*WHAT IS REQUIRED*
How many lines in the data below contain the string "girl"? Reply with the number alone.

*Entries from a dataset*
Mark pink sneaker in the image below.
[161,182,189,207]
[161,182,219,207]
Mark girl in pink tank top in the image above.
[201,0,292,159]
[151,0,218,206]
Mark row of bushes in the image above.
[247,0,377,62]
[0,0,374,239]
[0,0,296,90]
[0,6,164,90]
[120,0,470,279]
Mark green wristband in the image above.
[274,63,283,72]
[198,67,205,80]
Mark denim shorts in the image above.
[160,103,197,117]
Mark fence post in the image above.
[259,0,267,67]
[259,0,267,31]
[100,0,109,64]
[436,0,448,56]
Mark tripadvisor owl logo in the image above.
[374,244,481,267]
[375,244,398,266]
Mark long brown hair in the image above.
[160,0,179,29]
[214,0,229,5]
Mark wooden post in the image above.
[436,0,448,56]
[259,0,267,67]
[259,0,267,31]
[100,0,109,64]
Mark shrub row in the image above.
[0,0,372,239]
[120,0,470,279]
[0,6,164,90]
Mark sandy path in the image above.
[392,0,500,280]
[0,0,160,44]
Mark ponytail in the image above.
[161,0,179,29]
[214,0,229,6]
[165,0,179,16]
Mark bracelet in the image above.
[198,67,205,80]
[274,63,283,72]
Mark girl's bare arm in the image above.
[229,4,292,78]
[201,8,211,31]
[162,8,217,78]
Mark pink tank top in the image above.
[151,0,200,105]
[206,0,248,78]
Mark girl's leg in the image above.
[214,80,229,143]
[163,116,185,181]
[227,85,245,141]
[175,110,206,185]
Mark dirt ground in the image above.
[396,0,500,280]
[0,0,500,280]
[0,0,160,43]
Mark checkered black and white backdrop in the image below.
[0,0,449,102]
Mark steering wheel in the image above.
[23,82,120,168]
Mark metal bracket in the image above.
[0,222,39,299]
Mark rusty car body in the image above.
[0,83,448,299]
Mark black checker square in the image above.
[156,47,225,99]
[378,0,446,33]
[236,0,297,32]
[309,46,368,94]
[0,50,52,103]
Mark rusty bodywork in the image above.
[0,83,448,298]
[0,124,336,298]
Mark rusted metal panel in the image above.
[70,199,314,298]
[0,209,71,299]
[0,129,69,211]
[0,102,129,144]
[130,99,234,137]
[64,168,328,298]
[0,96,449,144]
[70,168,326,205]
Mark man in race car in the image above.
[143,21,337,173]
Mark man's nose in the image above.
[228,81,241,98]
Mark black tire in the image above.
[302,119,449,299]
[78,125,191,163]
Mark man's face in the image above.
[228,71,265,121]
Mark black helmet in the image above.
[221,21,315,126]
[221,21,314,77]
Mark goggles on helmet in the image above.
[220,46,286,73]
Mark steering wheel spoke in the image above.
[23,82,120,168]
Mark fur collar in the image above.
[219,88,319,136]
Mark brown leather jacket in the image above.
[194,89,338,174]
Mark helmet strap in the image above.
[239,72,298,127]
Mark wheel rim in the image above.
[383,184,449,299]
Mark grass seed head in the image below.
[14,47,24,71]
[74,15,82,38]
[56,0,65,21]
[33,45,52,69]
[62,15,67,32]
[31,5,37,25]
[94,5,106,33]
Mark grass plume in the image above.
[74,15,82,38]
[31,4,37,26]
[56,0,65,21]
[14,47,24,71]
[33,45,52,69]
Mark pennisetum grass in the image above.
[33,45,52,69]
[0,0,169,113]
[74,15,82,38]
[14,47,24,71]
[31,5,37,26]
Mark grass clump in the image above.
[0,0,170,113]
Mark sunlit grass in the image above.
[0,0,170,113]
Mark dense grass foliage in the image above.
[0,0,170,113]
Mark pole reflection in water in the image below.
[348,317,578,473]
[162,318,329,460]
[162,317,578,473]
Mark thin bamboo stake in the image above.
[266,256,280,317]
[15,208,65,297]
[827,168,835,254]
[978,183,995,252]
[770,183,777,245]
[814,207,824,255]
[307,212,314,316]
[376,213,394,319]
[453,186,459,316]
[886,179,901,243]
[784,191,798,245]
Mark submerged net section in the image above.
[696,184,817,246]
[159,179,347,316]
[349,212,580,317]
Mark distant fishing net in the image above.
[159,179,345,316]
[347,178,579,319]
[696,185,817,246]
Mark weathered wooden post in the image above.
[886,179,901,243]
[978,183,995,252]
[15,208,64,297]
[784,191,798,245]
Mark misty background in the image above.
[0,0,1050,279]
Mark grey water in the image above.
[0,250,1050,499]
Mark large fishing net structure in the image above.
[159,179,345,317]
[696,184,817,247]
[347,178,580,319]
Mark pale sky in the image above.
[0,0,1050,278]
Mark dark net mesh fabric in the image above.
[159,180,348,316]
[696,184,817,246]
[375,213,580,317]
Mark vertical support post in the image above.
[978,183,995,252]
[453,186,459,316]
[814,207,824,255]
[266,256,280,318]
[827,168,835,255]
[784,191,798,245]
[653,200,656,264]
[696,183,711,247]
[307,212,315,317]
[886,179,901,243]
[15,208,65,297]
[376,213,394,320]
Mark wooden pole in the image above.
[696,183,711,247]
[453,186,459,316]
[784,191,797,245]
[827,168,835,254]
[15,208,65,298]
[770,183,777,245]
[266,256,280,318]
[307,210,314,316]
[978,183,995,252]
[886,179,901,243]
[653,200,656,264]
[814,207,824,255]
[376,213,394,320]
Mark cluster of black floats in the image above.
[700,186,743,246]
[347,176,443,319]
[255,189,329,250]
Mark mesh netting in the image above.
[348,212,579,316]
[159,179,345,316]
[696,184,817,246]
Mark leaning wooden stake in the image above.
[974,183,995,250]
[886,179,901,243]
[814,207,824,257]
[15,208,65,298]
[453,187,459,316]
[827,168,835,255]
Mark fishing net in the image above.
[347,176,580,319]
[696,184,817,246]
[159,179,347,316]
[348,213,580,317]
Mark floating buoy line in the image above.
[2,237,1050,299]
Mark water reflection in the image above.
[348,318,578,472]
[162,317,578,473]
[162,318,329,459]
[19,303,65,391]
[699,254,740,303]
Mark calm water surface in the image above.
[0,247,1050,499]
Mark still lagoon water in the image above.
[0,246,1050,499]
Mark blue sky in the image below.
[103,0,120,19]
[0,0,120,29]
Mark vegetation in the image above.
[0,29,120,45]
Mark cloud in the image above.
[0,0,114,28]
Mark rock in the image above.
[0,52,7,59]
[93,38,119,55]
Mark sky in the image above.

*TASK OUTPUT*
3